- [AIM OF THE TASK] Convert the listing below into a two-column CSV with the headers "request" and "answer", one row per request, placing its text and its answer each in a single quoted field with line breaks replaced by spaces. Omit the pictures from the output.

- [Mask labeling listing]
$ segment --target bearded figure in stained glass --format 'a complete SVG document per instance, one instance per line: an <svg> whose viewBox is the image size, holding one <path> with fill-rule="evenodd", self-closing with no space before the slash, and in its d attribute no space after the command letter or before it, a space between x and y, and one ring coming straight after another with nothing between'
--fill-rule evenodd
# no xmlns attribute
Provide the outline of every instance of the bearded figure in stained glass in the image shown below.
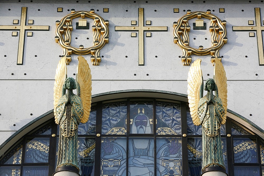
<svg viewBox="0 0 264 176"><path fill-rule="evenodd" d="M220 61L215 59L214 79L206 80L204 89L207 93L204 96L201 61L200 59L196 60L190 69L188 93L194 124L202 126L202 172L207 168L214 166L220 167L225 170L220 128L226 119L227 85L225 72Z"/></svg>
<svg viewBox="0 0 264 176"><path fill-rule="evenodd" d="M81 56L78 58L76 82L73 78L67 77L65 57L60 61L56 71L54 114L60 131L56 170L62 167L69 167L75 168L73 170L79 171L77 162L78 125L81 122L86 123L89 119L92 82L87 61ZM77 95L73 92L76 89Z"/></svg>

- [PROBLEM SOLUTION]
request,answer
"$ segment --target bearded figure in stained glass --format 'a complete SVG document per instance, one instance per line: an <svg> whose viewBox is the image size, holding one <path> with fill-rule=""evenodd"", self-closing with no space before the slash, and in its d attribute no space after the command letter or before it, a space between x and y, and one ring coming straight after another with nothing between' --fill-rule evenodd # no xmlns attribute Provide the outline of every instance of the bearded figure in stained glass in the image shown below.","<svg viewBox=""0 0 264 176""><path fill-rule=""evenodd"" d=""M220 61L215 59L214 79L206 80L204 89L207 93L204 96L201 61L200 59L196 60L190 69L188 93L194 124L202 126L202 172L207 168L214 166L220 167L225 170L220 128L226 119L227 85L225 72Z""/></svg> <svg viewBox=""0 0 264 176""><path fill-rule=""evenodd"" d=""M81 56L78 58L76 82L73 78L67 77L65 57L60 61L56 71L54 114L60 131L56 170L62 167L69 167L75 168L73 170L79 171L77 162L78 125L81 122L86 123L89 119L92 82L87 61ZM77 95L73 92L76 89Z""/></svg>"